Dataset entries
········
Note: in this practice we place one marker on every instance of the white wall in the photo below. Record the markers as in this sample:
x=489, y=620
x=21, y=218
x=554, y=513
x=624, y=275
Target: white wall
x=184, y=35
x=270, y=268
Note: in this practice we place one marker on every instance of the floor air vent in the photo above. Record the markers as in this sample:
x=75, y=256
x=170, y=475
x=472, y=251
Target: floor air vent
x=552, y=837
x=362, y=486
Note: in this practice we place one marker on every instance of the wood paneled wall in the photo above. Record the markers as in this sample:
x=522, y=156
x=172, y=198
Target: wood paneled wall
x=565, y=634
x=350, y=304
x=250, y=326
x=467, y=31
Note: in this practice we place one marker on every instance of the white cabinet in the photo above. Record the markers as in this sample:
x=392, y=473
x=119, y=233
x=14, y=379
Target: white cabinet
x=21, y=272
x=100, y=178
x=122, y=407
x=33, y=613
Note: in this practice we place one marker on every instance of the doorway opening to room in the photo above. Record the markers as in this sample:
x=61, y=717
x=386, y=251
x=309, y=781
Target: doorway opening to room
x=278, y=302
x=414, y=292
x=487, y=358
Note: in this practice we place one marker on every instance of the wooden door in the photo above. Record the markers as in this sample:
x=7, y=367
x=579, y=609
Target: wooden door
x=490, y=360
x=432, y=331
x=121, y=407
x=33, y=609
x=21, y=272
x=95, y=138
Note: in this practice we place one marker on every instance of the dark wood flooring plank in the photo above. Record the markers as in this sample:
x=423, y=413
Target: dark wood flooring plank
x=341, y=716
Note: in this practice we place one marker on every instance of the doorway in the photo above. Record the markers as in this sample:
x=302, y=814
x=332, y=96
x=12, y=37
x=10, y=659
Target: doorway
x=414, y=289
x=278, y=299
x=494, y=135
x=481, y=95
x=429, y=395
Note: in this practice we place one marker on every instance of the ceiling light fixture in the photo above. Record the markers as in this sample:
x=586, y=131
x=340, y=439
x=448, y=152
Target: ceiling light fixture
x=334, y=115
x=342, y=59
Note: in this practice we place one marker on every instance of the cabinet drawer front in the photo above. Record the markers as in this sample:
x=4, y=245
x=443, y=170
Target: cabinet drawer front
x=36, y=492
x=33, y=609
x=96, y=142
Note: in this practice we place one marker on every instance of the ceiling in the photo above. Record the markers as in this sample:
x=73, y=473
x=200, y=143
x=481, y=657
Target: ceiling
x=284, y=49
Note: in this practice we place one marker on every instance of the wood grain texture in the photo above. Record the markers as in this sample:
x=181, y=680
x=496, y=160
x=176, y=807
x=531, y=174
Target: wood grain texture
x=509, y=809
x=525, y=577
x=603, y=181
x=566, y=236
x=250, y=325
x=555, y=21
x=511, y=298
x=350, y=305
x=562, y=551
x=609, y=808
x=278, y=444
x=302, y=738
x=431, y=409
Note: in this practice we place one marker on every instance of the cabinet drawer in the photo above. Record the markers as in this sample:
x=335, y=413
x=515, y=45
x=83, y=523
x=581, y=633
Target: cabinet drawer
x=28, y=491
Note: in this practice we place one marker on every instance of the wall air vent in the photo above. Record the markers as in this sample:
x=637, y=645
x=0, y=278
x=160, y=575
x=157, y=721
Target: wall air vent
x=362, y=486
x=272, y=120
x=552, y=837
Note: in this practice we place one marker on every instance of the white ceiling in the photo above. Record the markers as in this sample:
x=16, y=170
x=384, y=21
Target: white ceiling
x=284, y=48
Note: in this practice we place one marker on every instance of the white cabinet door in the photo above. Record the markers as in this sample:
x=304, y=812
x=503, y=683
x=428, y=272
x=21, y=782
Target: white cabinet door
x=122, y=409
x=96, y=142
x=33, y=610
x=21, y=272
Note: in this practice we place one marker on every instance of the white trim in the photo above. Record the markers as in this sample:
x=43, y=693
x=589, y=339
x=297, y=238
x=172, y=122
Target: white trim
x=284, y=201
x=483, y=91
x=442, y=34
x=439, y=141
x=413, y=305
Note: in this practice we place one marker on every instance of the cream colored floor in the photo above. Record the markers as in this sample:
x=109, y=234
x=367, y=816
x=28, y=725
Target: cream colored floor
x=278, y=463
········
## What to work on
Would it be possible to reproduce all the entries exactly as they appear above?

## Written reply
Note: in this practice we place one marker on every instance of the white wall in the photo below. Record the markers as in this sample:
x=489, y=620
x=21, y=218
x=554, y=513
x=624, y=275
Target: white wall
x=184, y=35
x=270, y=268
Note: in this practice we place one marker on every instance of the floor air vent in the photo above. Record the markers as in this sample:
x=75, y=256
x=170, y=475
x=472, y=251
Target: floor air vent
x=552, y=837
x=362, y=486
Note: in this practice we place one marker on every instance of the wood paneled wall in the photo above. Record the markers as in this sample:
x=522, y=156
x=172, y=198
Target: wood paneled wall
x=565, y=634
x=350, y=304
x=250, y=326
x=467, y=31
Note: in this practice we place one marker on every instance of the white cabinet in the photo above. Record the markers as in this sample:
x=392, y=473
x=119, y=233
x=14, y=379
Target: white cabinet
x=21, y=272
x=100, y=178
x=122, y=407
x=33, y=613
Note: in this practice we place one marker on every instance of the doorway opening to room in the photo above. Record the markers as in this sample:
x=61, y=717
x=386, y=251
x=309, y=781
Target: doorway opening to room
x=278, y=302
x=414, y=292
x=487, y=358
Note: in this practice we place one marker on every instance of the wooden door in the photo above. Record the markers as in this sample:
x=7, y=367
x=579, y=609
Target: wooden door
x=490, y=360
x=432, y=331
x=121, y=407
x=33, y=609
x=21, y=272
x=95, y=138
Note: in this practice we place one marker on every instance of the dark wood flooring plank in the photo above. Record the markers as in this sample:
x=423, y=413
Target: dark wood flooring plank
x=341, y=716
Note: in this practice we place one marker on every instance of the doorway in the photo above. Record the markers as in this sample:
x=302, y=814
x=332, y=96
x=12, y=37
x=10, y=659
Target: doorway
x=414, y=289
x=278, y=299
x=494, y=135
x=481, y=95
x=429, y=395
Note: in this practice we place one marker on every instance of the ceiling light fixture in the photo above. Record the markers as in this sample:
x=586, y=131
x=340, y=439
x=448, y=152
Target: ceiling light fixture
x=334, y=115
x=342, y=59
Note: in this practice we place one marker on every instance of the cabinet drawer front in the photo above. Record the markers as in this sample:
x=4, y=245
x=443, y=170
Target: cabinet drawer front
x=36, y=492
x=33, y=609
x=96, y=142
Note: in this practice we place one marker on every instance of the ceiling in the photo above. Record the markers as in this sample:
x=73, y=473
x=200, y=143
x=481, y=657
Target: ceiling
x=284, y=49
Note: in this practice we place one marker on every instance of the wood grain texture in the photo above. Record the markers as in this sample:
x=181, y=680
x=496, y=160
x=176, y=807
x=531, y=174
Target: wood grain texture
x=509, y=809
x=525, y=577
x=603, y=181
x=566, y=236
x=250, y=325
x=555, y=21
x=511, y=298
x=350, y=305
x=562, y=551
x=609, y=808
x=278, y=444
x=302, y=738
x=431, y=409
Note: in this practice we place one marker on every instance of the cabinet drawer in the photo above. Record the markers as in this sample:
x=335, y=413
x=515, y=45
x=83, y=523
x=581, y=633
Target: cabinet drawer
x=28, y=491
Note: in this practice we place one marker on every instance of the wall air vent in the photo above. Record the markers as in this sample:
x=637, y=645
x=0, y=278
x=160, y=575
x=157, y=721
Target: wall air vent
x=362, y=486
x=272, y=120
x=552, y=837
Note: in this practice we place one marker on every instance of the white ceiling in the photo above. Record the markers as in this sample:
x=16, y=170
x=384, y=21
Target: white ceiling
x=284, y=48
Note: in this practice we place one marker on every instance of the white cabinet door in the photo above. Record the markers as in this sample:
x=304, y=812
x=503, y=683
x=428, y=272
x=21, y=782
Target: white cabinet door
x=122, y=409
x=96, y=142
x=33, y=610
x=21, y=272
Note: in this practice we place one marker on every instance of the white trim in the photo above. Record the markers as in this sample:
x=43, y=693
x=589, y=339
x=297, y=238
x=172, y=122
Target: white trim
x=284, y=201
x=483, y=91
x=442, y=34
x=439, y=141
x=413, y=305
Note: in this practice we place one marker on every instance of the cream colored floor in the photo above. Record the markers as in this sample:
x=109, y=234
x=367, y=816
x=28, y=725
Target: cream colored floor
x=278, y=463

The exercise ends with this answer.